» REQUIRED WORK
In the copy, include no images. Reproduce the entries exactly.

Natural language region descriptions
=== Begin Enclosure ===
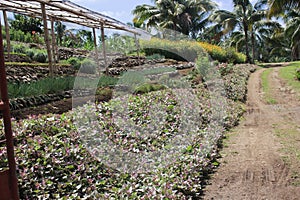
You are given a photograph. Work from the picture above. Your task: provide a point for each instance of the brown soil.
(253, 163)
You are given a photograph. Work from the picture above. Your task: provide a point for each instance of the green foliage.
(74, 62)
(178, 50)
(148, 87)
(203, 66)
(289, 74)
(30, 53)
(54, 163)
(40, 87)
(155, 57)
(298, 74)
(88, 66)
(18, 48)
(228, 55)
(40, 56)
(268, 97)
(120, 44)
(26, 24)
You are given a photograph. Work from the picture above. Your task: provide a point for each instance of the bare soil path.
(252, 163)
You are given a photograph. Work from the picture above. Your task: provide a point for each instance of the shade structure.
(67, 11)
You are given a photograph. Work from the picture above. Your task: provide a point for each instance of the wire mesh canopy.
(67, 11)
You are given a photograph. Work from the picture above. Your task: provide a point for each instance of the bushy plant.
(88, 66)
(182, 50)
(40, 56)
(298, 74)
(18, 48)
(216, 52)
(30, 53)
(148, 87)
(228, 55)
(74, 62)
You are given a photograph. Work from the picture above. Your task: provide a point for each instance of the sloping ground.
(256, 162)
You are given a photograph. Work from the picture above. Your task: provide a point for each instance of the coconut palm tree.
(60, 29)
(280, 6)
(292, 31)
(244, 17)
(185, 16)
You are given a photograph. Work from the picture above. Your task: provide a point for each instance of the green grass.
(289, 137)
(266, 87)
(54, 85)
(34, 64)
(288, 74)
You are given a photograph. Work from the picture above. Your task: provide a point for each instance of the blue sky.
(121, 10)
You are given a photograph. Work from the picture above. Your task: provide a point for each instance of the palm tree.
(60, 29)
(280, 6)
(244, 17)
(185, 16)
(292, 31)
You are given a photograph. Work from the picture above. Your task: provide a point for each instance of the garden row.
(57, 154)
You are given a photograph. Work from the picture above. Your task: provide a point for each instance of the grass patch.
(288, 73)
(289, 138)
(34, 64)
(266, 87)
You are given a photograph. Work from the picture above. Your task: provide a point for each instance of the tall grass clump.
(182, 50)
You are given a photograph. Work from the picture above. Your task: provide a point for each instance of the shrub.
(228, 55)
(18, 48)
(298, 74)
(148, 87)
(30, 53)
(216, 52)
(183, 50)
(40, 56)
(88, 66)
(155, 57)
(74, 62)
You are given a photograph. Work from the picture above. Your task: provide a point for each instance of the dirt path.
(252, 165)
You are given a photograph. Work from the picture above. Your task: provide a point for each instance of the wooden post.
(95, 45)
(12, 177)
(47, 41)
(137, 47)
(104, 47)
(53, 44)
(7, 35)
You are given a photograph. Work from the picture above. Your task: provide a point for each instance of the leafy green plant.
(74, 62)
(40, 56)
(18, 48)
(298, 74)
(178, 50)
(148, 87)
(88, 66)
(43, 86)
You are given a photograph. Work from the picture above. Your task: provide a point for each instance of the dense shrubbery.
(178, 50)
(54, 163)
(189, 50)
(88, 66)
(298, 74)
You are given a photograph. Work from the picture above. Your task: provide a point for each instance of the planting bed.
(55, 159)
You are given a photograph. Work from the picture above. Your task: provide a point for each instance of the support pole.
(54, 55)
(104, 47)
(13, 182)
(7, 35)
(47, 41)
(137, 44)
(95, 45)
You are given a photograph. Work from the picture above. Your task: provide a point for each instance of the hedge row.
(185, 50)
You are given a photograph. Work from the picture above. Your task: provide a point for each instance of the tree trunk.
(248, 58)
(253, 46)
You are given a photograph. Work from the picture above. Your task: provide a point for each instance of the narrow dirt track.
(251, 163)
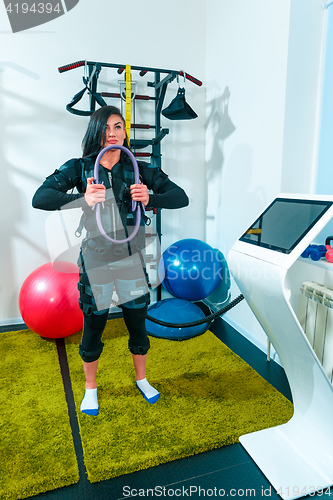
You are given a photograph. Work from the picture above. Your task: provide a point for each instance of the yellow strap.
(128, 100)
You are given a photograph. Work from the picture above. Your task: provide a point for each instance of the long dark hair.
(95, 134)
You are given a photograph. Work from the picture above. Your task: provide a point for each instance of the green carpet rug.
(209, 397)
(36, 446)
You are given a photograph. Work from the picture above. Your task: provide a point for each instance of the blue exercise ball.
(190, 269)
(175, 311)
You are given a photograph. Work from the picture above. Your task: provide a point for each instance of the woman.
(104, 264)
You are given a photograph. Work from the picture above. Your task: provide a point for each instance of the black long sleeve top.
(53, 193)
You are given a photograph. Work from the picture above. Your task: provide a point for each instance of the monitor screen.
(284, 223)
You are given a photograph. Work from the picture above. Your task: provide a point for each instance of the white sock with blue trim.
(148, 392)
(89, 404)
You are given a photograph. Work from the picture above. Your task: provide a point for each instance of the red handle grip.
(62, 69)
(191, 78)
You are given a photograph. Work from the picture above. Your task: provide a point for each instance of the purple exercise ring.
(135, 205)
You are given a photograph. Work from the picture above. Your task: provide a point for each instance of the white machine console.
(297, 457)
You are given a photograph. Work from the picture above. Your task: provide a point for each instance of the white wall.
(263, 76)
(38, 134)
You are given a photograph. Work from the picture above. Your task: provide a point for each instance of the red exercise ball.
(48, 300)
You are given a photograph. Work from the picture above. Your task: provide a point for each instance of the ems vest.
(117, 217)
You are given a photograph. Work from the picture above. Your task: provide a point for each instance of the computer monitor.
(286, 227)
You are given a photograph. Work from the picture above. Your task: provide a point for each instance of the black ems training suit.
(103, 264)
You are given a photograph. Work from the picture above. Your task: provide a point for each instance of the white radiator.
(315, 314)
=== End Enclosure ===
» ANSWER SECTION
You are given a photograph. Work from the picture above. Your task: provide a point for each instance of the brown soil.
(253, 163)
You are given a photograph. Work from the picture above. Your task: provide a point for each instance of the green foliage.
(74, 62)
(178, 50)
(148, 87)
(203, 66)
(289, 74)
(30, 53)
(54, 163)
(40, 87)
(155, 57)
(298, 74)
(88, 66)
(18, 48)
(228, 55)
(40, 56)
(268, 97)
(120, 44)
(26, 24)
You are given a photograph. Work from the picture above. Your task: provide a point for each instance of the bare soil path.
(252, 163)
You are given a photograph. Work from the picture above. Your task: provide a point for each instance of the shade structure.
(67, 11)
You are given a photograph. Work from the picture above. Your task: provide a point for each instance of the wire mesh canopy.
(67, 11)
You are given a photograph. Work from the picture above. Your task: provide a point for each instance of the bushy plant.
(88, 66)
(182, 50)
(40, 56)
(298, 74)
(18, 48)
(216, 52)
(30, 53)
(148, 87)
(228, 55)
(74, 62)
You are given a photograph. Work from the picture above. Your task: provide a point for each instance of the sloping ground.
(256, 162)
You are given a photograph. Work from the picture above. Your task: provide a point for each instance of the coconut palm tree.
(60, 29)
(280, 6)
(292, 31)
(244, 17)
(185, 16)
You are given a photograph. Work from the picture above. Your task: provide a point for each instance of the green grass.
(289, 137)
(266, 87)
(54, 85)
(34, 64)
(288, 74)
You are given a photograph. Work from the picture above. Your task: provide a point for each instance of the blue sky.
(121, 10)
You are given a photograph. Work from the picture above. Your task: provide a point for each instance of the palm tree.
(60, 29)
(280, 6)
(244, 17)
(185, 16)
(292, 31)
You are given a photograph. Work from the picture above. Your task: provide a point for each instance of the garden row.
(57, 154)
You are given a photograph. Work from the picture above. Your task: provide a point for each instance of the grass patch.
(288, 73)
(289, 138)
(34, 64)
(266, 87)
You are given a photograph. Work from the picture above. Your task: provide a point for each instance of the tall grass clump.
(182, 50)
You are given a photograph. Work from the picture above. Your task: provide a point for each instance of the shrub.
(228, 55)
(18, 48)
(298, 74)
(148, 87)
(30, 53)
(216, 52)
(183, 50)
(40, 56)
(88, 66)
(155, 57)
(74, 62)
You are given a photograph. Work from the picture above. Your task: provide a point for each instance of the dirt path.
(252, 165)
You are given a photograph. Work from the picture above. Your task: provide a point for each instance of the wooden post.
(95, 45)
(12, 177)
(47, 41)
(137, 47)
(104, 47)
(53, 44)
(7, 35)
You are given a photograph. Work from the picture above. Your task: provide a point for each instance of the leafy green plant.
(74, 62)
(40, 56)
(18, 48)
(298, 74)
(178, 50)
(148, 87)
(88, 66)
(43, 86)
You are given a photograph. Work from the picture above. Your task: provide a point for each instance of the dense shrubbery.
(178, 50)
(54, 163)
(189, 50)
(88, 66)
(298, 74)
You are given a photograph. Work from the picture above. Your task: provide a point for each instance of the planting bed.
(55, 159)
You are given a photograph. Work from the picture above. Your task: provide a point for each instance of the support pole.
(54, 55)
(104, 47)
(13, 182)
(7, 35)
(47, 41)
(137, 44)
(95, 45)
You are given a photograph. Work from the picture above. Your task: provide a point for each instance of the hedge row.
(185, 50)
You are given a photograph. Work from the picture above. Your task: provide a point for each instance of the tree trunk.
(248, 58)
(253, 46)
You are given a photograph. Work from the picture above. Your task: provide a point for each instance of the narrow dirt track.
(251, 163)
You are given a photograph. Work from the picture above. Your task: provide a point for each instance of the yellow strap.
(128, 100)
You are given a photograph. Work from the picture above. Your task: provide a point for each instance of the long dark hair.
(95, 134)
You are given a photograph. Work from the picture above. Your task: provide a point for each instance of the green carpet rug.
(209, 397)
(36, 446)
You are given a photograph. Work from the picture above. Your task: provide a point for each instance of the blue exercise ball.
(190, 269)
(175, 311)
You are given a photograph. Work from the picture above. Your task: provide a point for each instance of the woman.
(104, 264)
You are given a photograph. Work from the picture above. Your task: provide a point for each instance of the black long sleeve top.
(53, 193)
You are given a photograph. Work from the picture above. Your task: provide a point for each instance of the monitor screen.
(284, 223)
You are given a photograph. Work from the picture above. Your task: provide a point for each instance of the white sock with blue trim.
(148, 392)
(89, 404)
You are given a photograph. Work from the picture above. Your task: provide a point for each instance of the red handle grip.
(62, 69)
(191, 78)
You are given a photograph. Work from the picture above. Your task: provide a point for each instance of the purple exercise ring.
(135, 205)
You are given a photograph. Work from the picture above. Your task: provide a point for each instance of the white machine console.
(297, 457)
You are given a photograph. Work from the picture above. Your task: provide a point for each instance of the white wall.
(263, 76)
(38, 134)
You are given a photograph. Work from the picture above. Your task: provide a point for each instance of the red exercise ball.
(48, 300)
You are given a photograph. Work from the picture above. Your task: provide a point for each instance of the ems vest.
(117, 217)
You are given a photograph. Work from the picture above. Your task: provide a point for each instance of the computer monitor.
(286, 227)
You are given a photograph. Work from the picture above. Your task: provide a point for each instance of the black ems training suit.
(103, 264)
You are given a photograph. Work from the picture above. Your task: provide a point for each instance of the white radiator.
(315, 314)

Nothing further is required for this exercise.